> Stated problem: Copy the following entries word for word, keeping every line as it appears.
===== Record excerpts =====
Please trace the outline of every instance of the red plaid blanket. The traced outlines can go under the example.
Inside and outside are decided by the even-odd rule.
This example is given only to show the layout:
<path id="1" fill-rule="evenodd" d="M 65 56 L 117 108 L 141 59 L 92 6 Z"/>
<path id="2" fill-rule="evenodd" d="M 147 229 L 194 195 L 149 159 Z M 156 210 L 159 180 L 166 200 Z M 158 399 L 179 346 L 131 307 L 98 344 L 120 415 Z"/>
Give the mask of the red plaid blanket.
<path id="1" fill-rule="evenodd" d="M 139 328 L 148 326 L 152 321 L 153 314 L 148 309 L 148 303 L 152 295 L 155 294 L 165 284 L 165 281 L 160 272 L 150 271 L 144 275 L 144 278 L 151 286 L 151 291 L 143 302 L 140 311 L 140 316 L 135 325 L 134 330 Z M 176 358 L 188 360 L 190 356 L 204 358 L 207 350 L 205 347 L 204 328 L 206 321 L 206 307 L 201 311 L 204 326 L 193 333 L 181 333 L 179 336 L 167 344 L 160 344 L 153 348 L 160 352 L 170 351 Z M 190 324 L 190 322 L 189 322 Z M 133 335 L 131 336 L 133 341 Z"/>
=====
> Exercise result:
Please trace the outline of every instance of the red plaid blanket. The traced outlines can go under the example.
Inside and outside are decided by the even-odd rule.
This example is given only to show the layout:
<path id="1" fill-rule="evenodd" d="M 65 56 L 117 108 L 141 59 L 92 6 Z"/>
<path id="2" fill-rule="evenodd" d="M 147 229 L 194 195 L 149 159 Z M 156 210 L 159 180 L 166 200 Z M 158 399 L 179 346 L 131 307 L 98 344 L 120 415 Z"/>
Give the mask of the red plaid blanket.
<path id="1" fill-rule="evenodd" d="M 139 328 L 148 326 L 152 321 L 153 314 L 148 309 L 148 303 L 152 295 L 155 294 L 165 284 L 165 281 L 160 272 L 150 271 L 144 275 L 144 278 L 151 286 L 151 291 L 143 302 L 140 311 L 140 316 L 135 325 L 134 330 Z M 176 358 L 188 360 L 190 356 L 204 358 L 207 350 L 205 347 L 204 328 L 206 321 L 206 307 L 201 311 L 204 326 L 193 333 L 181 333 L 179 336 L 167 344 L 160 344 L 153 348 L 160 352 L 170 351 Z M 190 324 L 190 322 L 189 322 Z M 133 335 L 131 336 L 133 341 Z"/>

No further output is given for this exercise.